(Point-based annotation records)
═══

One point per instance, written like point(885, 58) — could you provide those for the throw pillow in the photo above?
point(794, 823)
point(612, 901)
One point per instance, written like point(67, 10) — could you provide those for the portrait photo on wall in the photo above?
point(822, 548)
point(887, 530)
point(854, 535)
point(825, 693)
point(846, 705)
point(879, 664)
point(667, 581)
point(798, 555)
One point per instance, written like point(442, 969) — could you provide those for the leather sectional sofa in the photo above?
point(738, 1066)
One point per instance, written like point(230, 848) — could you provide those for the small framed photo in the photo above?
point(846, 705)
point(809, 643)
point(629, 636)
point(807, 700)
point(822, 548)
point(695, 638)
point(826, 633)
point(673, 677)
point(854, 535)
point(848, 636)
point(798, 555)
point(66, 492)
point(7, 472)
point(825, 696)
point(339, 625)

═══

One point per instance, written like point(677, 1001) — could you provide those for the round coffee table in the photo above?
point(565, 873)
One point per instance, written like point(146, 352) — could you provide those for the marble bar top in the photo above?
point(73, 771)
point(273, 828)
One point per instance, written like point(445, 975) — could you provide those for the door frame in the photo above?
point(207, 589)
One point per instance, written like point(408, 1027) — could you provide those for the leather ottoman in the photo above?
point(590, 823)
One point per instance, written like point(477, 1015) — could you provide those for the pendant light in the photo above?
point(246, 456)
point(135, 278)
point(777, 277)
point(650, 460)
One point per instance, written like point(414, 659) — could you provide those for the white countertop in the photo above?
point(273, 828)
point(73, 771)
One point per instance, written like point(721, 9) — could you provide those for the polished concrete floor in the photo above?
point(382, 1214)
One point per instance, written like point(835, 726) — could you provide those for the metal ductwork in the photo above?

═══

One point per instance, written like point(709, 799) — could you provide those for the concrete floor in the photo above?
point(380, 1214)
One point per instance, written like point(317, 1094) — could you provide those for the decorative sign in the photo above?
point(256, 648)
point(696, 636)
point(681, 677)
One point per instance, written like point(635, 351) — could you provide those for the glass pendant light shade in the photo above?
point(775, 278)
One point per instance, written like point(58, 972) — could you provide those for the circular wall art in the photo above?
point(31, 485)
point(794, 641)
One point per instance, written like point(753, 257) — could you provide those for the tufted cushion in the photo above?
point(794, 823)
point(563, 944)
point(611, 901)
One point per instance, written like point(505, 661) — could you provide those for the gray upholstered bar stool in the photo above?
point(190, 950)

═══

▸ Aim of the exercise
Begin at the record line that has "One point per instance, written like point(753, 257)" and stop after the one that has "point(190, 950)". Rewrite those lines with "tufted cushion" renamed to "button-tufted pillow" and everything else left unchanged.

▸ The answer
One point per instance, written like point(753, 257) — could you provide those for the button-tufted pillow in the photo above?
point(794, 823)
point(563, 944)
point(611, 901)
One point per instance, written like point(505, 661) — could you provide those for the gray upholstered bar stool in the photo above?
point(190, 950)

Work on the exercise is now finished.